EXCERPT PROVIDED ▸
<<<<

Srinivasulu Thanneeru Oct. 28, 2024, 4:24 a.m. UTC | #2

On Sun, Oct 27, 2024 at 10:23 PM Leon Romanovsky <leon@kernel.org> wrote:
>
> From: Leon Romanovsky <leonro@nvidia.com>
>
> The existing .map_page() callback provides both allocating of IOVA
> and linking DMA pages. That combination works great for most of the
> callers who use it in control paths, but is less effective in fast
> paths where there may be multiple calls to map_page().

Can you please share perf stats with this patch in fast path, if available?

> These advanced callers already manage their data in some sort of
> database and can perform IOVA allocation in advance, leaving range
> linkage operation to be in fast path.
>
> Provide an interface to allocate/deallocate IOVA and next patch
> link/unlink DMA ranges to that specific IOVA.
>
> The API is exported from dma-iommu as it is the only implementation
> supported, the namespace is clearly different from iommu_* functions
> which are not allowed to be used. This code layout allows us to save
> function call per API call used in datapath as well as a lot of boilerplate
> code.

>>>>

YOUR TASKS ▸
A. Return the passage from the IOVA allocation patch reply, starting at "Can you please" and ending at "that specific IOVA.".
B. Resume the IOVA allocation patch reply from where it stops.

SUPPLIED INFORMATION ▸
<<<<

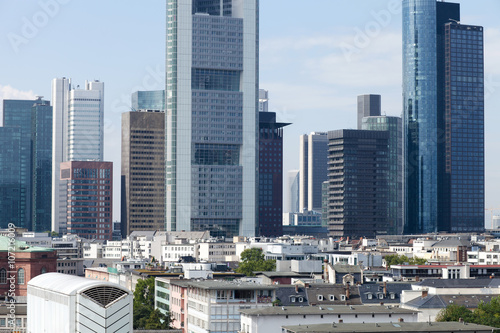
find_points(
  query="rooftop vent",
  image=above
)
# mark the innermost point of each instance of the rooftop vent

>>>>

ANSWERS PROVIDED ▸
A.
Can you please share perf stats with this patch in fast path, if available?

> These advanced callers already manage their data in some sort of
> database and can perform IOVA allocation in advance, leaving range
> linkage operation to be in fast path.
>
> Provide an interface to allocate/deallocate IOVA and next patch
> link/unlink DMA ranges to that specific IOVA.

B.
>
> Signed-off-by: Leon Romanovsky <leonro@nvidia.com>
> ---
>  drivers/iommu/dma-iommu.c   | 79 +++++++++++++++++++++++++++++++++++++
>  include/linux/dma-mapping.h | 15 +++++++
>  2 files changed, 94 insertions(+)
>
> diff --git a/drivers/iommu/dma-iommu.c b/drivers/iommu/dma-iommu.c
> index c422e36c0d66..0644152c5aad 100644
> --- a/drivers/iommu/dma-iommu.c
> +++ b/drivers/iommu/dma-iommu.c
> @@ -1745,6 +1745,85 @@ size_t iommu_dma_max_mapping_size(struct device *dev)
>         return SIZE_MAX;
>  }
>
> +static bool iommu_dma_iova_alloc(struct device *dev,
> +               struct dma_iova_state *state, phys_addr_t phys, size_t size)
> +{
> +       struct iommu_domain *domain = iommu_get_dma_domain(dev);
> +       struct iommu_dma_cookie *cookie = domain->iova_cookie;
> +       struct iova_domain *iovad = &cookie->iovad;
> +       size_t iova_off = iova_offset(iovad, phys);
> +       dma_addr_t addr;
> +
> +       if (WARN_ON_ONCE(!size))
> +               return false;
> +       if (WARN_ON_ONCE(size & DMA_IOVA_USE_SWIOTLB))
> +               return false;
> +
> +       addr = iommu_dma_alloc_iova(domain,
> +                       iova_align(iovad, size + iova_off),
> +                       dma_get_mask(dev), dev);
> +       if (!addr)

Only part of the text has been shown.